• _AUFGABE 1_: Tippe aus dem Artikel über das Urteil zu den Berliner Finanzen den Abschnitt von „Wege aus der“ bis einschließlich „zu dem Thema.“ wortgetreu ab.

• _AUSGEWÄHLTER TEXT_:
Das Urteil zu den Berliner Finanzen belebt die Diskussion über Schuldenabbau und Finanzreformen

Wege aus der bundesdeutschen Schuldenfalle

Politiker von Bund und Ländern suchen angesichts der Ablehnung der Berliner Verfassungsklage auf zusätzliche Finanzhilfen nach Wegen zum Schuldenabbau. Die Bundesregierung kündigte am Freitag als Reaktion auf das Urteil des Bundesverfassungsgerichts an, per Gesetz eine hohe Verschuldung zu verhindern.

 (DR)

Politiker von Bund und Ländern suchen angesichts der Ablehnung der Berliner Verfassungsklage auf zusätzliche Finanzhilfen nach Wegen zum Schuldenabbau. Die Bundesregierung kündigte am Freitag als Reaktion auf das Urteil des Bundesverfassungsgerichts an, per Gesetz eine hohe Verschuldung zu verhindern. Saarlands Ministerpräsident Peter Müller erklärte, sein Land halte an der Klage auf Finanzhilfen fest. Grüne und Union in Berlin forderten verstärkte Sparanstrengungen. Hören Sie hier die domradio-Presseschau zu dem Thema.

Henkel erwartet Impulse für die zweite Stufe der Föderalismusreform
Der ehemalige Chef des Bundesverbandes der Deutschen Industrie, Hans-Olaf Henkel, sagte, er erwarte von der Entscheidung Impulse für die zweite Stufe der Föderalismusreform. Die Karlsruher Richter hatten am Donnerstag die Forderung Berlins nach zusätzlichen Finanzhilfen zum Abbau seiner Haushaltsprobleme abgelehnt, da das Land seine Konsolidierungsmöglichkeiten noch nicht ausgeschöpft habe.

Die Parlamentarische Staatssekretärin im Bundesfinanzministerium, Barbara Hendricks (SPD), sagte, ein Bundesgesetz solle regeln, wie besonders schwierige Haushaltslagen verhindert werden können. „Dazu müssen wir eindeutige Verschuldungsgrenzen definieren und die Verletzung der Vorgaben mit Sanktionen ahnden", sagte sie. Ein Verschuldungsverbot lehnte Hendricks ab. „Das würde bedeuten, dass man auch in tatsächlich besonderen Situationen sich als Staat nicht mehr handlungsfähig zeigen könnte", sagte sie. Die Finanzautonomie der Länder und des Bundes müsse gewahrt werden. „Deshalb sind radikale Vorschläge, wie zum Beispiel ein generelles Verschuldungsverbot, ungeeignet", sagte Hendricks. Hendricks sprach sich zudem dafür aus, die Fusion der Länder Berlin und Brandenburg voranzutreiben.

• _AUFGABE 2_: Finde in den Einträgen jede Zeile, die die Zeichenfolge „pathway“ enthält, und gib diese Zeilen unverändert wieder.

• _EINTRÄGE DIESER ÜBUNG_:
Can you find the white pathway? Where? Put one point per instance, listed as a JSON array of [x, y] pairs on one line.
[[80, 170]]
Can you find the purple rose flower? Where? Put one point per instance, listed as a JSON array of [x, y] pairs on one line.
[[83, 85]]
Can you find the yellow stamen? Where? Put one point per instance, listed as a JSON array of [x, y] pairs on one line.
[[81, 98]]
...
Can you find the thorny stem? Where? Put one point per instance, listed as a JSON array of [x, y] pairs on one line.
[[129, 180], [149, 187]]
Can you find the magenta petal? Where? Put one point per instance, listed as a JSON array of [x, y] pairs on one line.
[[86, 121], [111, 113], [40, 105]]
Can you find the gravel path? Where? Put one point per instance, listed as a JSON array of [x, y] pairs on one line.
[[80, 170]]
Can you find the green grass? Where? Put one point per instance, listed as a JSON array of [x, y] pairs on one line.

• _KORREKTE AUSGABE 1_:
Wege aus der bundesdeutschen Schuldenfalle

Politiker von Bund und Ländern suchen angesichts der Ablehnung der Berliner Verfassungsklage auf zusätzliche Finanzhilfen nach Wegen zum Schuldenabbau. Die Bundesregierung kündigte am Freitag als Reaktion auf das Urteil des Bundesverfassungsgerichts an, per Gesetz eine hohe Verschuldung zu verhindern.

 (DR)

Politiker von Bund und Ländern suchen angesichts der Ablehnung der Berliner Verfassungsklage auf zusätzliche Finanzhilfen nach Wegen zum Schuldenabbau. Die Bundesregierung kündigte am Freitag als Reaktion auf das Urteil des Bundesverfassungsgerichts an, per Gesetz eine hohe Verschuldung zu verhindern. Saarlands Ministerpräsident Peter Müller erklärte, sein Land halte an der Klage auf Finanzhilfen fest. Grüne und Union in Berlin forderten verstärkte Sparanstrengungen. Hören Sie hier die domradio-Presseschau zu dem Thema.

• _KORREKTE AUSGABE 2_:
Can you find the white pathway? Where? Put one point per instance, listed as a JSON array of [x, y] pairs on one line.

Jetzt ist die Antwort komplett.